> **FRAGMENTO PROPORCIONADO**:
....
Esta es la actitud característica de todo mensajero de la Verdad, de todo espíritu revolucionado por problemas.

El espíritu mediocre y vulgar reposa satisfecho en posesión de aquello que juzga ser la Verdad integral y definitiva.

Estaba Agustín terminando sus estudios académicos. Figuraba en el programa del último año un libro de Cicerón, titulado “De Hortensius” , obra que no ha llegado hasta nosotros. Era una disertación filosófica sobre la verdadera “sabiduría”, y la felicidad que el hombre encuentra en la misma.

Agustín leyó este diálogo que formaba parte del programa, cuando súbitamente dio con una frase que lo tocó como un relámpago en la noche de su alma. Al final de una larga exposición sobre la naturaleza de la verdadera beatitud. Decía el filósofo romano.

“Si es verdad que poseemos un alma inmortal y divina, como afirman los grandes y célebres pensadores de la antigüedad, es de suponer que tanto menos sean contaminadas por las flaquezas y pasiones humanas, cuanto más se mantenga en los caminos de la razón, del amor a la verdad y del conocimiento, tanto más fácilmente subirá el alma a los cielos”.
....
> **REGISTROS ENUMERADOS**:
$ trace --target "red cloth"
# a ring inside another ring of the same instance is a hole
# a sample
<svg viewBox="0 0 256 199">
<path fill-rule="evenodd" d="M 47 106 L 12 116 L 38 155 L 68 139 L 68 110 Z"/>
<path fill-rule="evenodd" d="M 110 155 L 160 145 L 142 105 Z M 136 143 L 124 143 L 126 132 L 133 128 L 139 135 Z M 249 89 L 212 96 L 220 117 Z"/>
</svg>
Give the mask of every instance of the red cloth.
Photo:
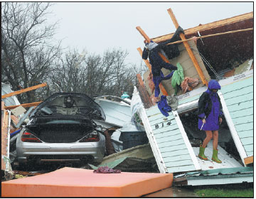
....
> **TAREAS POR REALIZAR**:
a - En el fragmento sobre Agustín, ¿qué libro de Cicerón figuraba en el programa del último año?
b - Por favor, escribe la continuación del fragmento sobre Agustín y Cicerón a partir del punto en que termina.

> **RESPUESTAS**:
a - «De Hortensius».

b -
Agustín cierra el libro. Sus ojos vislumbraban los lejanos litorales de un mundo desconocido. Esas palabras tocaron una tecla dormida en la inconsciencia profunda de su alma. El profano gozador de placeres y ambicioso soñador de glorias, tuvo un momento de clarividencia. Comprendió que más allá de este mundo de honores y placeres existía un vasto universo de valores que podrían dar al hombre perenne y perfecta felicidad, como era la posesión de la sabiduría.

¿No lo dijo también Aristóteles? ¿No habló Platón de ese mundo invisible? ¿No murió Sócrates, sereno y calmo, porque entraba en ese luminoso universo del espíritu?

Consagrar la vida al estudio y la meditación de la Divinidad; investigar los vestigios en la obra de la Naturaleza; llevar una existencia aureolada por los fulgores de ese Ser supremo, eterno, infinito; ¿no encontraría el hombre satisfacción y beatitud en esa atmósfera espiritual? ¿No descubriría en la investigación de la suprema sabiduría, la plenitud de la felicidad?

Tan intensa fue la emoción que se apoderó de Agustín que las lágrimas corrieron por sus mejillas, cayendo sobre las páginas del libro que tan vastos horizontes rasgaba a su espíritu sediento de la verdad, vida y felicidad.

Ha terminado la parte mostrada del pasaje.